YOUR OBJECTIVE => Make an exact copy of the entries that come next.

RECORDS FOR THE EXERCISE =>

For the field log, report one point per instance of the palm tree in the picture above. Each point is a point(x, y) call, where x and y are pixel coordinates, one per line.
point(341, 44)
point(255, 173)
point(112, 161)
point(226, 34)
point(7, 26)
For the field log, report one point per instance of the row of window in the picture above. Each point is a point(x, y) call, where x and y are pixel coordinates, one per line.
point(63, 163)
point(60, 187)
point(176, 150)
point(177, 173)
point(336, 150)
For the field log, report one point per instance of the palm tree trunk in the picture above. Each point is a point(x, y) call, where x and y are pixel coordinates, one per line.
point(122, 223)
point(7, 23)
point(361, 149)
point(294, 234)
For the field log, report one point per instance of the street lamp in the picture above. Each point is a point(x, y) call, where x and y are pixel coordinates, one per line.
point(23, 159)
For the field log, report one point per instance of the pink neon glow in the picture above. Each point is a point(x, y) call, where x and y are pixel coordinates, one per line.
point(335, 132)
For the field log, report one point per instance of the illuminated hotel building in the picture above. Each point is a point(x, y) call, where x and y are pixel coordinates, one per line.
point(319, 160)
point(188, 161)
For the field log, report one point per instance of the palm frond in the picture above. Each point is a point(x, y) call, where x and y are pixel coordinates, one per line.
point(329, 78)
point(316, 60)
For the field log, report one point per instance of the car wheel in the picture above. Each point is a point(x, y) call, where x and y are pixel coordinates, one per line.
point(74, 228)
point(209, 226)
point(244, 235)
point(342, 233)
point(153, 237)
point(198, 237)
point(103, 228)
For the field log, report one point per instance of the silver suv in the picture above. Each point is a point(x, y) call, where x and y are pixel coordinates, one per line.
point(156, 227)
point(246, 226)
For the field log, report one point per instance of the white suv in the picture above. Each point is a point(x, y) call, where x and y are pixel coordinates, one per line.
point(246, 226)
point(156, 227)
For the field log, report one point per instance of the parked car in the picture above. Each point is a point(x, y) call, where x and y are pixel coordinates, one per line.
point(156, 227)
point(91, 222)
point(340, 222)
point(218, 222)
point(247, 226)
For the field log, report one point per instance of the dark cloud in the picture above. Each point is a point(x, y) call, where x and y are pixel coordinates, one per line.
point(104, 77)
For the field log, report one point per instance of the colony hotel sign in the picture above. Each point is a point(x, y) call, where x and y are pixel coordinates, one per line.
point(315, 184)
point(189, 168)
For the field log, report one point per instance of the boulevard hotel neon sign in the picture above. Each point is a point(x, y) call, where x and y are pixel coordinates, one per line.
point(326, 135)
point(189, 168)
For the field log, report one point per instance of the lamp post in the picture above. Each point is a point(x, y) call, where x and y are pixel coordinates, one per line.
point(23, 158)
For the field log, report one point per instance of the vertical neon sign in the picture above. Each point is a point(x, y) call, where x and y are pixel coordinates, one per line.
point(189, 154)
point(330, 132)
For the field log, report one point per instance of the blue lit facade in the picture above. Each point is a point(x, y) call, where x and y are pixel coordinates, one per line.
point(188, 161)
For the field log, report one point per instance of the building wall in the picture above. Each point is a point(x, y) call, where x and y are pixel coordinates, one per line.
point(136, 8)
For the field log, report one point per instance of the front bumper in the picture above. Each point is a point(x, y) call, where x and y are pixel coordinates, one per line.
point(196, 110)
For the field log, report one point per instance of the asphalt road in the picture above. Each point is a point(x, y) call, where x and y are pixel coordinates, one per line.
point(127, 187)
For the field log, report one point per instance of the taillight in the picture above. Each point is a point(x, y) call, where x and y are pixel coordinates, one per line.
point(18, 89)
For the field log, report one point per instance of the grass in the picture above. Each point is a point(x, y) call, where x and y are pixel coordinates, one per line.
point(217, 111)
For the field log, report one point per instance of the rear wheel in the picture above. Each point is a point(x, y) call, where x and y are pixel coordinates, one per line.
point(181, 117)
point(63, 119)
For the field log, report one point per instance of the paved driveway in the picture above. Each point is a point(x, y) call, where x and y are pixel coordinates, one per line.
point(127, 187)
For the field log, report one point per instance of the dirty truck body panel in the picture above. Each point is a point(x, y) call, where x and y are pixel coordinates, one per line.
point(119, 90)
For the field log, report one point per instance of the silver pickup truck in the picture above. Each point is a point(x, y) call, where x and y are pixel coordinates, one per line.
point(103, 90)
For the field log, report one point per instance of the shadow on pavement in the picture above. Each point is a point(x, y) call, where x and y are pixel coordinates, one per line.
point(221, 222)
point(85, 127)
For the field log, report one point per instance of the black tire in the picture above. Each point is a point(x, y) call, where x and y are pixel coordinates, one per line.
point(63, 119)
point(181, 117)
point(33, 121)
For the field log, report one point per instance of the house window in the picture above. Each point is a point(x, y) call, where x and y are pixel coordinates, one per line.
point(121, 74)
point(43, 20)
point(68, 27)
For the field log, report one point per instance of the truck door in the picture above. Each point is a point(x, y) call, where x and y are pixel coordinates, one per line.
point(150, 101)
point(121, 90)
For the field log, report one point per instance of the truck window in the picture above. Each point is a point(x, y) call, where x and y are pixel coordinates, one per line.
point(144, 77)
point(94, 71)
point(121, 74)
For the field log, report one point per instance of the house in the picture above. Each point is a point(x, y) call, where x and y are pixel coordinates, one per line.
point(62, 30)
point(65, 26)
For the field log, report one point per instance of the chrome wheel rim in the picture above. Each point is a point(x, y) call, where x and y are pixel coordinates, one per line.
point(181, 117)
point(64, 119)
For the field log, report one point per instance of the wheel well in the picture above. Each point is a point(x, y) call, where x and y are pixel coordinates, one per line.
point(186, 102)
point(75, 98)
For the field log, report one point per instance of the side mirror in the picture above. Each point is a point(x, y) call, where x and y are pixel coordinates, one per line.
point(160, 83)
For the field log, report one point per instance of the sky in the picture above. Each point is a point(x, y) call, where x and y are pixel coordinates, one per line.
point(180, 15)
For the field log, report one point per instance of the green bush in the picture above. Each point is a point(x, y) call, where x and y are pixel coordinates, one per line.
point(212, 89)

EXERCISE SOLUTION =>
For the field log, report one point per instance of the palm tree in the picture above. Each point is a point(x, y) call, where x and y are pixel coordinates, one per line.
point(341, 44)
point(255, 173)
point(112, 161)
point(226, 34)
point(7, 26)
For the field log, report one point per instance of the row of window in the picture above. Each point is a point(x, y) call, where x and y are pixel coordinates, one per line.
point(63, 163)
point(60, 187)
point(176, 150)
point(177, 173)
point(336, 150)
For the field log, report one point per instance of the palm tree trunk in the picture above. Each point is a point(x, y) call, where x and y are pixel coordinates, one per line.
point(122, 223)
point(7, 23)
point(361, 149)
point(294, 234)
For the field log, report one point per instance of the street lamp in the picture above. Each point is a point(x, y) call, where x and y are pixel coordinates, one per line.
point(23, 159)
For the field log, report one point per instance of the pink neon glow in the picture above. Each point is a point(x, y) call, where x and y are pixel coordinates, one per line.
point(335, 132)
For the field log, report one point per instance of the illuminated hotel building in the picture above. Each point is a point(x, y) call, where x and y are pixel coordinates, one per line.
point(319, 160)
point(188, 161)
For the field log, report one point per instance of the palm frond in the picture above. Each point is a point(x, y) call, where x and y are pixel coordinates, one per line.
point(329, 78)
point(316, 60)
For the field log, report one point per instance of the car wheel in the picture above. Each point is a point(x, y) call, where x and y are pixel coordinates, one per line.
point(74, 228)
point(209, 226)
point(244, 235)
point(342, 233)
point(153, 237)
point(198, 237)
point(103, 228)
For the field log, report one point per instance of the silver suv in the picture above. Each point is a point(x, y) call, where x and y are pixel coordinates, one per line.
point(156, 227)
point(246, 226)
For the field log, report one point per instance of the white suv in the picture above. Each point is a point(x, y) call, where x and y are pixel coordinates, one per line.
point(246, 226)
point(156, 227)
For the field log, report one point per instance of the parked car in the picture above. Each point is a point(x, y) call, where x and y are pixel coordinates, one per line.
point(156, 227)
point(91, 222)
point(340, 222)
point(218, 222)
point(247, 226)
For the field log, report one point per instance of the dark cloud in the picture above. Each point is a point(x, y) call, where x and y are pixel coordinates, one per line.
point(104, 77)
For the field log, report one point per instance of the colony hotel sign in the picture above. Each point is a point(x, y) call, where x and y are pixel coordinates, one per line.
point(315, 184)
point(189, 168)
For the field log, report one point per instance of the boulevard hotel neon sign in the picture above. Each point is a point(x, y) call, where x and y are pixel coordinates, one per line.
point(326, 135)
point(189, 168)
For the field log, report one point per instance of the lamp post in the picture above. Each point is a point(x, y) call, where x and y are pixel coordinates, one per line.
point(23, 158)
For the field log, report one point per instance of the vertical neon sign in the picture above. Each point is a point(x, y) call, where x and y are pixel coordinates, one per line.
point(189, 154)
point(330, 132)
For the field log, report one point per instance of the blue lit facade in the picture above. Each point is a point(x, y) call, where x and y are pixel coordinates, one per line.
point(188, 161)
For the field log, report one point per instance of the building wall in the picture above. Each point is a point(x, y) call, where x and y are pixel coordinates, one per line.
point(136, 8)
For the field log, report one point per instance of the front bumper in the picture above. Each point is a point(x, y) call, where x and y are pixel coordinates, one per line.
point(196, 110)
For the field log, report one point per instance of the asphalt road in the picture above. Each point is a point(x, y) call, where x and y are pixel coordinates, one per line.
point(127, 187)
For the field log, report one point per instance of the taillight in the picture above. Each point is a point(x, y) call, where x and y are pixel coordinates, one per line.
point(18, 89)
For the field log, report one point per instance of the grass in the picture above. Each point is a point(x, y) call, where x and y are pixel coordinates, one per line.
point(217, 111)
For the field log, report one point per instance of the rear wheel in the picture above. Each point is a point(x, y) call, where x and y are pixel coordinates, one per line.
point(181, 117)
point(63, 119)
For the field log, report one point per instance of the paved driveway in the picture above. Each point is a point(x, y) call, where x and y are pixel coordinates, one per line.
point(127, 187)
For the field log, report one point per instance of the dirty truck body panel in the picture above. Each point is a point(x, y) call, where x and y are pixel coordinates, one per line.
point(119, 90)
For the field log, report one point per instance of the silver pickup truck in the picture above. Each point is a point(x, y) call, where x and y are pixel coordinates, one per line.
point(103, 90)
For the field log, report one point per instance of the shadow on pavement in the picture above. Each point is a point(x, y) call, where x and y are pixel coordinates, one per line.
point(221, 222)
point(85, 127)
For the field log, report one point per instance of the black tire in the picture above. Each point is a point(x, y) call, where x and y are pixel coordinates, one per line.
point(63, 119)
point(181, 117)
point(33, 121)
For the field log, report one point per instance of the house window in the picture above. Each point is a point(x, y) call, where x and y are pixel coordinates, one per line.
point(121, 74)
point(43, 20)
point(68, 27)
For the field log, report one point per instance of the truck door in the picture above. Each point is a point(x, y) call, where x and y are pixel coordinates, one per line.
point(150, 101)
point(121, 90)
For the field log, report one point per instance of the truck window in the picture above. Each point is a point(x, y) call, where x and y are pixel coordinates, one per line.
point(144, 77)
point(94, 71)
point(121, 74)
For the field log, report one point per instance of the house in the picture above. Each point is a point(x, y) call, where x and y are pixel coordinates, one per line.
point(62, 30)
point(65, 26)
For the field log, report one point per instance of the chrome wheel rim in the picture above. Each point is a point(x, y) call, where x and y are pixel coordinates, one per line.
point(181, 117)
point(64, 119)
For the field log, report one point per instance of the wheel well in the picture above. Each point is a point(x, y) call, where x and y are pixel coordinates, one per line.
point(186, 102)
point(75, 98)
For the field log, report one point per instance of the side mirror in the picture above. Each point is a point(x, y) call, where x and y are pixel coordinates, one per line.
point(160, 83)
For the field log, report one point per instance of the sky in the picture above. Each point is a point(x, y) call, where x and y are pixel coordinates, one per line.
point(180, 15)
For the field log, report one point per instance of the green bush in the picture above. Each point is a point(x, y) call, where x and y are pixel coordinates, one per line.
point(212, 89)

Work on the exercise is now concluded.